= WORK REQUIRED =
Copy out all the records, word for word.

Pointing and labeling entries

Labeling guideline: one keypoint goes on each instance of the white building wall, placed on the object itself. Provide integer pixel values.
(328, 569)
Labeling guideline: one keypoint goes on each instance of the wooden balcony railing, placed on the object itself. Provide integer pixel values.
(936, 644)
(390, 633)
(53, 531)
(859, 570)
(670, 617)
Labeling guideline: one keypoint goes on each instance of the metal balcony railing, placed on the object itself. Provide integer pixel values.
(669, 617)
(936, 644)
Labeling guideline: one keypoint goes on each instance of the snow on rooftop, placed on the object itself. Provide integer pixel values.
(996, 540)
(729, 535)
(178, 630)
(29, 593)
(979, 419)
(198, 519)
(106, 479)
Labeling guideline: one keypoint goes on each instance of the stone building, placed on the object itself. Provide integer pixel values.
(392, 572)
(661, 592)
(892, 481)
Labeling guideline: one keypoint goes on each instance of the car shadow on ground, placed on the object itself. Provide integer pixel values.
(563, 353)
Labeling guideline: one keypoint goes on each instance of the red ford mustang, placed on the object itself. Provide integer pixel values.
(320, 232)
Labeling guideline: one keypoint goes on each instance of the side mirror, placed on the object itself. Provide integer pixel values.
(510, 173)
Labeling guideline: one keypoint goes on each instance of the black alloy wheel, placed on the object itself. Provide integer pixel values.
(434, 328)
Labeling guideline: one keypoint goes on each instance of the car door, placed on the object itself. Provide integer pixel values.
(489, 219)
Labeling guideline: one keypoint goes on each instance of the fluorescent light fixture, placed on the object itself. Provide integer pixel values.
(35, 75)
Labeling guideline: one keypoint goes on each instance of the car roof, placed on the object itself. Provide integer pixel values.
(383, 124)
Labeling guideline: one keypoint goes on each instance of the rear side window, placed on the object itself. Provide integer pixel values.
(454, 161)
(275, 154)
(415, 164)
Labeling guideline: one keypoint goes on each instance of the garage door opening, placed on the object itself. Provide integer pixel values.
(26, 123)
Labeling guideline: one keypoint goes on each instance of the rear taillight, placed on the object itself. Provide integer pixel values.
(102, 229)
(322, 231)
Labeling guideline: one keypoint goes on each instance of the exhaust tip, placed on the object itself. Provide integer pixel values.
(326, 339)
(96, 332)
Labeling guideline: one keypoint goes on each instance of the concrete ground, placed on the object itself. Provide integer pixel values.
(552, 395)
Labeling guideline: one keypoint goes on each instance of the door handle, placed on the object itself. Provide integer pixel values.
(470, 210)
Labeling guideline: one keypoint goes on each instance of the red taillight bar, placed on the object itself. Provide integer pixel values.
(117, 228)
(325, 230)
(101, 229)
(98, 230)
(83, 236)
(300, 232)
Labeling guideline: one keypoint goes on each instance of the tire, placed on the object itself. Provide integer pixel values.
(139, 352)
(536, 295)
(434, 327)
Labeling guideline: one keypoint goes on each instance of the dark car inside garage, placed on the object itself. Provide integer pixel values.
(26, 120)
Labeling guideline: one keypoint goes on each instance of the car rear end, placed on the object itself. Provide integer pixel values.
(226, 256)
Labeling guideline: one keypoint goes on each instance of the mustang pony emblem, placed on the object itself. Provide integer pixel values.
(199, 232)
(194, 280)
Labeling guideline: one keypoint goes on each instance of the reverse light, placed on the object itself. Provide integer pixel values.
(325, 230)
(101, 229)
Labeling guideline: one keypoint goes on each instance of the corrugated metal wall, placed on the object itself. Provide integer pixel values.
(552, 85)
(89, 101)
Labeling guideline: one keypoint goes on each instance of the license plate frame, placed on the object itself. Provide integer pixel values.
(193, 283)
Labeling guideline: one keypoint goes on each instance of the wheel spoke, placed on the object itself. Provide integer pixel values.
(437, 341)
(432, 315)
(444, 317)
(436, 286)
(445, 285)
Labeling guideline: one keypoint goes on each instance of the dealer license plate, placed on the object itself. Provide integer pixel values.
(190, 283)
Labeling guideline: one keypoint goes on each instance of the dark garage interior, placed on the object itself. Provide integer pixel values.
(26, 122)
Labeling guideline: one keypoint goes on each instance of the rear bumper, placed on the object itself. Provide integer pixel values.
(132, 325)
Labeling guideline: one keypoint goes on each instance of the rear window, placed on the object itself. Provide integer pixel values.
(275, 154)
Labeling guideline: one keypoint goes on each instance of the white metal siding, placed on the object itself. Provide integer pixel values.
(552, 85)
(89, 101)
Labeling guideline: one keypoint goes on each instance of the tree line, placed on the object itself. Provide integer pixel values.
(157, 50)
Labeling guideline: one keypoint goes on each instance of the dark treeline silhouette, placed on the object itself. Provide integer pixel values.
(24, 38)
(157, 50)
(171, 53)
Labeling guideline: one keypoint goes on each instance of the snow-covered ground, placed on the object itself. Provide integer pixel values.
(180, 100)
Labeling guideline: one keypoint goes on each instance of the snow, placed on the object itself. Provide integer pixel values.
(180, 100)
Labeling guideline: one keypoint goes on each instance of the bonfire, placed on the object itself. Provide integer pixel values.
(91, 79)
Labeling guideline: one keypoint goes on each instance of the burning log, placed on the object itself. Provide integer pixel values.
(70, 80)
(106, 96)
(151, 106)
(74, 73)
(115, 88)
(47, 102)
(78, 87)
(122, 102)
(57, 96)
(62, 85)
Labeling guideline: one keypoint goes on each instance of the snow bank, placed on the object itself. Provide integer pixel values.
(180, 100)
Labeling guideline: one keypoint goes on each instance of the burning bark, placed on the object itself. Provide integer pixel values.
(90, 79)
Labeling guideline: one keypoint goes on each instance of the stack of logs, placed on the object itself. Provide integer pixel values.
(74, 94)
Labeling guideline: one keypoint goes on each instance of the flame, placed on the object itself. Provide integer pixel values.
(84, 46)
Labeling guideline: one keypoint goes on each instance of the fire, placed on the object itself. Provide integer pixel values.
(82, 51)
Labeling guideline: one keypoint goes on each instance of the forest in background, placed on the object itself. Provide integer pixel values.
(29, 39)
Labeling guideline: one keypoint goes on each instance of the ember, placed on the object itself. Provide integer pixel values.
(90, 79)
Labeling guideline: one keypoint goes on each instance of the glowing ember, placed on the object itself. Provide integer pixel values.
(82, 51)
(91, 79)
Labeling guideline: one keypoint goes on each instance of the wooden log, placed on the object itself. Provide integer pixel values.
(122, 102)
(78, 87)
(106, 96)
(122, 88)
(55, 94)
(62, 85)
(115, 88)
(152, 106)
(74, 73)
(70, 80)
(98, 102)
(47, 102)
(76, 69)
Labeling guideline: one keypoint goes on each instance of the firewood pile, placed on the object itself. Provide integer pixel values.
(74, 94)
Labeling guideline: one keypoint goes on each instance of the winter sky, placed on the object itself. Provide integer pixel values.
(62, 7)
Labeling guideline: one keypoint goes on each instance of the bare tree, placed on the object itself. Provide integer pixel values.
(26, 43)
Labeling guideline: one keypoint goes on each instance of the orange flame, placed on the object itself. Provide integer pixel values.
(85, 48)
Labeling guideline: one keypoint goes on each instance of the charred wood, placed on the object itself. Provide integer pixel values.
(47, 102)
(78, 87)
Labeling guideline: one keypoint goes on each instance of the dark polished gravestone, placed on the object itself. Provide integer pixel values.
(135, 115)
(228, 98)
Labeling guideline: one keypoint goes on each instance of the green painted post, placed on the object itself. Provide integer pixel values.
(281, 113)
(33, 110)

= FINAL RESULT =
Labeling guideline: one keypoint goes on each instance of the white building wall, placed on the object itself. Provide integer pixel values.
(328, 569)
Labeling guideline: one keypoint goes on each instance of the wooden balcony railing, placed on the object itself. Provide integer pixel values.
(936, 644)
(390, 633)
(53, 531)
(859, 570)
(670, 617)
Labeling guideline: one keypoint goes on each instance of the metal balcony railing, placed on the object itself. Provide integer pixel values.
(669, 617)
(936, 644)
Labeling guideline: one keypoint goes on each instance of the snow on rooftop, placed on the object itself. Provide integer pixel values.
(996, 540)
(729, 535)
(178, 630)
(29, 593)
(979, 419)
(198, 519)
(106, 479)
Labeling guideline: one keypoint goes on each instance of the stone building, placed on the object itself. Provide integer pixel values.
(392, 572)
(661, 592)
(892, 481)
Labeling guideline: one keypoint goes on each instance of the car shadow on ground, placed on the object itself. Provide integer pixel values.
(563, 353)
Labeling guideline: one keypoint goes on each instance of the red ford mustang, placed on the object itself. Provide integer pixel values.
(320, 232)
Labeling guideline: one keypoint goes on each instance of the side mirror, placed on the object itself. Provide integer pixel values.
(510, 173)
Labeling guideline: one keypoint goes on each instance of the black alloy wheel, placed on the object itself. Provide integer pixel values.
(434, 328)
Labeling guideline: one keypoint goes on each instance of the car door, placed on the object itself. Provide integer pixel values.
(489, 219)
Labeling guideline: one keypoint goes on each instance of the fluorescent light fixture, placed on the object itself. Provide integer pixel values.
(35, 75)
Labeling guideline: one keypoint goes on each instance of the car roof, placed on the object itself. Provide integer pixel values.
(383, 124)
Labeling guideline: one keypoint goes on each instance of the rear side window, placed on the object itself. Provide integer pixel values.
(454, 161)
(275, 154)
(415, 164)
Labeling guideline: one keypoint goes on each instance of the garage door opening, placed on the object itself. Provide integer pixel values.
(26, 123)
Labeling guideline: one keypoint goes on each instance of the rear taillight, placed on the object itself. Provide integer pixel values.
(102, 229)
(322, 231)
Labeling guideline: one keypoint goes on each instance of the exhaust tip, placed on the object itself. Provide integer pixel values.
(326, 339)
(96, 332)
Labeling guideline: one keypoint goes on each instance of the concrete ground, placed on the object itself. Provide integer pixel values.
(552, 395)
Labeling guideline: one keypoint goes on each instance of the door handle, placed on the object itself. Provide integer pixel values.
(470, 210)
Labeling guideline: one keypoint goes on each instance of the red taillight bar, placed on the object itself. Provide integer pixel values.
(117, 228)
(325, 230)
(101, 229)
(98, 230)
(83, 236)
(300, 232)
Labeling guideline: one keypoint goes on each instance of the tire, placed on the object itself. Provide integer pixel values.
(139, 352)
(536, 295)
(434, 327)
Labeling guideline: one keypoint goes on each instance of the dark car inside garage, placed on the object itself. Provide integer pixel values.
(26, 120)
Labeling guideline: one keypoint goes on each instance of the car rear end, placed on the object itself. Provide integer pixel values.
(226, 256)
Labeling guideline: one keypoint goes on each instance of the mustang pony emblem, placed on the object itself. Provide integer pixel values.
(199, 232)
(194, 280)
Labeling guideline: one keypoint goes on each instance of the reverse light, placed on the object itself. Provide integer pixel values.
(325, 230)
(101, 229)
Labeling guideline: one keypoint goes on each instance of the corrugated metal wall, placed on the object itself. Provide integer pixel values.
(552, 85)
(89, 101)
Labeling guideline: one keypoint goes on each instance of the license plate frame, placed on the object itself. Provide integer pixel values.
(193, 283)
Labeling guideline: one keypoint goes on each instance of the wheel spoke, placed on the object itself. Provide integer pixel values.
(437, 341)
(432, 315)
(444, 317)
(436, 286)
(445, 285)
Labeling guideline: one keypoint goes on each instance of the dealer license plate, placed on the object itself. Provide integer pixel values.
(190, 283)
Labeling guideline: one keypoint goes on each instance of the dark garage interior, placed on the object itself. Provide integer pixel values.
(26, 122)
Labeling guideline: one keypoint goes on each instance of the rear bumper, placed on the object itself. Provide integer pixel values.
(132, 325)
Labeling guideline: one keypoint goes on each instance of the rear window, placed on the object itself. Provide integer pixel values.
(275, 154)
Labeling guideline: one keypoint goes on each instance of the white metal siding, placed on the object itself. Provide integer pixel values.
(552, 85)
(89, 101)
Labeling guideline: one keypoint goes on each instance of the tree line, placed on the object itself. Provide integer pixel values.
(157, 50)
Labeling guideline: one keypoint goes on each instance of the dark treeline silhouette, placed on the object itself. Provide integer pixel values.
(24, 38)
(157, 50)
(171, 53)
Labeling guideline: one keypoint goes on each instance of the snow-covered ground, placed on the object itself. Provide integer pixel values.
(180, 100)
Labeling guideline: one keypoint goes on each instance of the snow, placed on the object itself. Provide integer pixel values.
(180, 100)
Labeling guideline: one keypoint goes on each instance of the bonfire, placed on the object itself. Provide integer pixel values.
(91, 79)
Labeling guideline: one keypoint goes on each instance of the burning log, placed on the object itself. Provide integer pixel values.
(70, 80)
(106, 96)
(151, 106)
(74, 73)
(115, 88)
(47, 102)
(78, 87)
(122, 102)
(57, 96)
(62, 85)
Labeling guideline: one keypoint goes on each instance of the snow bank, placed on the object itself. Provide integer pixel values.
(180, 100)
Labeling guideline: one keypoint goes on each instance of the burning bark, placed on the object itself. Provide integer pixel values.
(90, 79)
Labeling guideline: one keypoint goes on each instance of the stack of logs, placed on the object itself. Provide integer pixel values.
(74, 94)
Labeling guideline: one keypoint goes on each instance of the flame, placed on the object itself. Provide integer pixel values.
(84, 46)
Labeling guideline: one keypoint goes on each instance of the fire, placed on the object itself. Provide integer pixel values.
(82, 51)
Labeling guideline: one keypoint goes on each instance of the forest in background, placed on the object itself. Provide integer pixel values.
(29, 39)
Labeling guideline: one keypoint goes on each instance of the ember, placed on the object itself. Provide integer pixel values.
(90, 79)
Labeling guideline: one keypoint goes on each instance of the glowing ember, placed on the object itself. Provide integer pixel values.
(82, 51)
(91, 79)
Labeling guideline: one keypoint goes on each instance of the wooden log, placed on the object itself. Provide integer pixel values.
(122, 102)
(78, 87)
(106, 96)
(122, 88)
(55, 94)
(62, 85)
(115, 88)
(152, 106)
(74, 73)
(70, 80)
(98, 102)
(47, 102)
(76, 69)
Labeling guideline: one keypoint goes on each instance of the firewood pile, placed on the object itself. Provide integer pixel values.
(74, 94)
Labeling guideline: one keypoint goes on each instance of the winter sky, placed on the object itself. Provide integer pixel values.
(62, 7)
Labeling guideline: one keypoint goes on each instance of the bare tree, placed on the object itself. Provide integer pixel values.
(26, 43)
Labeling guideline: one keypoint goes on each instance of the orange flame, placed on the object itself. Provide integer pixel values.
(85, 48)
Labeling guideline: one keypoint goes on each instance of the charred wood, placed on the object itself. Provide integer pixel values.
(47, 102)
(78, 87)
Labeling guideline: one keypoint goes on each instance of the dark polished gravestone, placed on the object itself. Provide integer pixel values.
(135, 115)
(228, 98)
Labeling guideline: one keypoint goes on each instance of the green painted post, placed on the object itself. Provide integer pixel values.
(281, 113)
(33, 110)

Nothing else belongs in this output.